§ EXTRACTED TEXT
Something in the past caused the 342 warming events (both hemispheres see data in Svensmark’s paper the Polar Anomaly.) where the regions that warmed are the same regions that warmed in the last 70 years.
I keep repeating this link to Svensmark’s paper as it includes data to confirm there is simultaneous change in temperature of both the Greenland and Antarctic ice sheet which means there is a forcing function that affects both poles. Note the direction of temperature change is opposite. That is very odd and is explained by a cloud based mechanism.
http://arxiv.org/abs/physics/0612145v1
The Antarctic climate anomaly and galactic cosmic rays
I keep repeating this paper that explains the latitudinal of warming in the last 70 years does not match the pattern of warming that would have occurred if the warming was caused by the increase in CO2. Do you understand why that is so?

§ RECORDS SUPPLIED
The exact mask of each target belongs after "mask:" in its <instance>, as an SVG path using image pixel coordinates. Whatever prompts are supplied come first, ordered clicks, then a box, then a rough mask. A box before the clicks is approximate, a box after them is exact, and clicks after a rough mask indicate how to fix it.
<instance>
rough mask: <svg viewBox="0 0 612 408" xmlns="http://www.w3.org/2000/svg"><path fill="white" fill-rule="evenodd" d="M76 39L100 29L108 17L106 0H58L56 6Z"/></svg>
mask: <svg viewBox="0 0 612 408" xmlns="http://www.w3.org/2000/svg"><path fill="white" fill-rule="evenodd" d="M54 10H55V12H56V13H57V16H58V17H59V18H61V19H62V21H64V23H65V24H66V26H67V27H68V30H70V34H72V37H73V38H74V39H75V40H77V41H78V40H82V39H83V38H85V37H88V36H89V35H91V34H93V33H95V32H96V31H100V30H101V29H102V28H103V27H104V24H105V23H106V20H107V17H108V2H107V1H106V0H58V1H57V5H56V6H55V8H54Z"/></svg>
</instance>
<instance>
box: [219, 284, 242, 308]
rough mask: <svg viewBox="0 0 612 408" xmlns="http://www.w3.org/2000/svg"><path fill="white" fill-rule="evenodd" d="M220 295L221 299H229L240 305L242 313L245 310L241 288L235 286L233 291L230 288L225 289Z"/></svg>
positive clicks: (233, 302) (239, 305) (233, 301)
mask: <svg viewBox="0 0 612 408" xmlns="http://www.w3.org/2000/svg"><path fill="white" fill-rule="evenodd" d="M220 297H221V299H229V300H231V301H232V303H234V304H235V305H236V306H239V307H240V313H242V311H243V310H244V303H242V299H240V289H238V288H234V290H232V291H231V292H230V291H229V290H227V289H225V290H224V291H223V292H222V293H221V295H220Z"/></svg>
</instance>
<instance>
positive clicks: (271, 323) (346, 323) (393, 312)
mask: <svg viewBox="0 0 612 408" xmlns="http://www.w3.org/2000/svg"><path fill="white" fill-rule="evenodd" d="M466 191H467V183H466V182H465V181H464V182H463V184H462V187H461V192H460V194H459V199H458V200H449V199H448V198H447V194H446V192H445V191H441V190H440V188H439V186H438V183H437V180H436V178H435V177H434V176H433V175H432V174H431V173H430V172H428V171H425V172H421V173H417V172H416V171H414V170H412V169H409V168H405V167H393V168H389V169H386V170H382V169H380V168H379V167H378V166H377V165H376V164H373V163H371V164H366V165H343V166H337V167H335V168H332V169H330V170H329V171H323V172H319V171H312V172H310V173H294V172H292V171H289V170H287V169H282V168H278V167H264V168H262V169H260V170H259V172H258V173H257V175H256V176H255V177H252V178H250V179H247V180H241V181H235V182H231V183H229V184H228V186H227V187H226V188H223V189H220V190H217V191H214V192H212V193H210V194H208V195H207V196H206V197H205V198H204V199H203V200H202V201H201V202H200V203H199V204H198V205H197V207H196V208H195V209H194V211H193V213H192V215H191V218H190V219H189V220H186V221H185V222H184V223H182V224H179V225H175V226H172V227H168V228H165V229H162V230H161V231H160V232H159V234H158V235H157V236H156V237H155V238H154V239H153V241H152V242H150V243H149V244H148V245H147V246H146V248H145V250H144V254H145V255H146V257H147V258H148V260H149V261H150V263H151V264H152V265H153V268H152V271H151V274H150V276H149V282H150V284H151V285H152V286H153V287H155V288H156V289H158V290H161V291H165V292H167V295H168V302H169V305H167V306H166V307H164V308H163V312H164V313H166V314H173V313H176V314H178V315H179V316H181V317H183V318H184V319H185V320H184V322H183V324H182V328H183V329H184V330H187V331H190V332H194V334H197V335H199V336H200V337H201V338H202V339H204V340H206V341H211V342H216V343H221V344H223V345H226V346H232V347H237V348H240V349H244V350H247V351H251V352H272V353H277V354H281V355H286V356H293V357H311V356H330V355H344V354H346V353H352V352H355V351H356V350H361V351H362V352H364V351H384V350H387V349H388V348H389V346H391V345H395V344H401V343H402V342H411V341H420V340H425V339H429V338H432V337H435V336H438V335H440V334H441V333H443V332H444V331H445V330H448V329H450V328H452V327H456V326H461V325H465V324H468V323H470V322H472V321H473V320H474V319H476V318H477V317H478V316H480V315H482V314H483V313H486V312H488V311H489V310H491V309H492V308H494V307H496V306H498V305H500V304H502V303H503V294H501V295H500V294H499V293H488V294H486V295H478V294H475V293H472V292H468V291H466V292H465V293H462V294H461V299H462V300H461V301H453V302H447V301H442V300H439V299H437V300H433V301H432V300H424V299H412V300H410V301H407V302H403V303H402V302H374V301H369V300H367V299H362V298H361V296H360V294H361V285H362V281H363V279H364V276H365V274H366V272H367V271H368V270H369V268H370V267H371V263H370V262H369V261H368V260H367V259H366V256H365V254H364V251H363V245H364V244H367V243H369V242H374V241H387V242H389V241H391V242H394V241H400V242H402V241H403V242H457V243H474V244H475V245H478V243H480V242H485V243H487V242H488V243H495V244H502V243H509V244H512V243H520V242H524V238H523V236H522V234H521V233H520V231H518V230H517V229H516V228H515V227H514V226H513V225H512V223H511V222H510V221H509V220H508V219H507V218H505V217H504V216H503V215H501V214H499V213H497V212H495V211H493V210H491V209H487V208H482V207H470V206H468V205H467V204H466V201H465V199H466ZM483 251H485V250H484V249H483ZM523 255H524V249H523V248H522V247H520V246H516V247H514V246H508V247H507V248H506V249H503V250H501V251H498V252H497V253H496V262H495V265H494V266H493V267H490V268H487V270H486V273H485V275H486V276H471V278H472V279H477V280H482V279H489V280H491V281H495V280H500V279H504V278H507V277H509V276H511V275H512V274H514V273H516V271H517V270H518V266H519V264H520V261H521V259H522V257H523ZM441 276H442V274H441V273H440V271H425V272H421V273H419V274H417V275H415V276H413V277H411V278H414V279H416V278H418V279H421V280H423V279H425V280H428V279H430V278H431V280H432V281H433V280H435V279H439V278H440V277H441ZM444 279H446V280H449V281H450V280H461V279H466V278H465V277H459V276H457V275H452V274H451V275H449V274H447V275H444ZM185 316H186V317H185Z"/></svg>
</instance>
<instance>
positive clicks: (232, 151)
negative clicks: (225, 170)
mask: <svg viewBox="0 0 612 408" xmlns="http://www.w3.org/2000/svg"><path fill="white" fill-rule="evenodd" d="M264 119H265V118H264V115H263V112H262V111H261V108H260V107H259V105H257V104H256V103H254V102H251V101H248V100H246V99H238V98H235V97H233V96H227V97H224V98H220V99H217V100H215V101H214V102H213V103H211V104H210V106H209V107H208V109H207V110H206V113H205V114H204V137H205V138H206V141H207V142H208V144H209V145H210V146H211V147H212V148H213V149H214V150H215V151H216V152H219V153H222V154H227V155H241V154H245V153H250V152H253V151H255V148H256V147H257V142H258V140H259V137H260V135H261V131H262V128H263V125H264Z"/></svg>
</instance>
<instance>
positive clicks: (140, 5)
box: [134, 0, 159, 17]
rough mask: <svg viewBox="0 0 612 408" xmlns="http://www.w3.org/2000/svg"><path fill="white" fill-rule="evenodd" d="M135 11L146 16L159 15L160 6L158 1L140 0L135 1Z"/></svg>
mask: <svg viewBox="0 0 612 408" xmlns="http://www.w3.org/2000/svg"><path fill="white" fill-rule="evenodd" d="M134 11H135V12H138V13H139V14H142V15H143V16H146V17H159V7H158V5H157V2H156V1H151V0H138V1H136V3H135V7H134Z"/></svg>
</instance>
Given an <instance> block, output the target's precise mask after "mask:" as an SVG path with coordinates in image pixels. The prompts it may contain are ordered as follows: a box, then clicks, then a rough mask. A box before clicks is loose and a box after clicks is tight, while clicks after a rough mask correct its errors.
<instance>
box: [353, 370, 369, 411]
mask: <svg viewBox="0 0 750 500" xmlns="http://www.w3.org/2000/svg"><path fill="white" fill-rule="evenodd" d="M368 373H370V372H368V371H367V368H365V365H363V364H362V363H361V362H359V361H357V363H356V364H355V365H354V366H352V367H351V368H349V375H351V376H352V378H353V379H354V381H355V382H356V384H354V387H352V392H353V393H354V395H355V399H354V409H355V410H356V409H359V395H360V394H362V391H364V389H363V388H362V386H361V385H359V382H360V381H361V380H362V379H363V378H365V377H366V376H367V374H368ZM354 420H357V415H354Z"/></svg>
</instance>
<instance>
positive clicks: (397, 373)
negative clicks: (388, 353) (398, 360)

§ WHAT YOU NEED TO DO
From the passage above on polar warming and cosmic rays, reproduce word for word the text between "Something in the" and "that is so?", inclusive.

§ OUTPUT FOR THIS TASK
Something in the past caused the 342 warming events (both hemispheres see data in Svensmark’s paper the Polar Anomaly.) where the regions that warmed are the same regions that warmed in the last 70 years.
I keep repeating this link to Svensmark’s paper as it includes data to confirm there is simultaneous change in temperature of both the Greenland and Antarctic ice sheet which means there is a forcing function that affects both poles. Note the direction of temperature change is opposite. That is very odd and is explained by a cloud based mechanism.
http://arxiv.org/abs/physics/0612145v1
The Antarctic climate anomaly and galactic cosmic rays
I keep repeating this paper that explains the latitudinal of warming in the last 70 years does not match the pattern of warming that would have occurred if the warming was caused by the increase in CO2. Do you understand why that is so?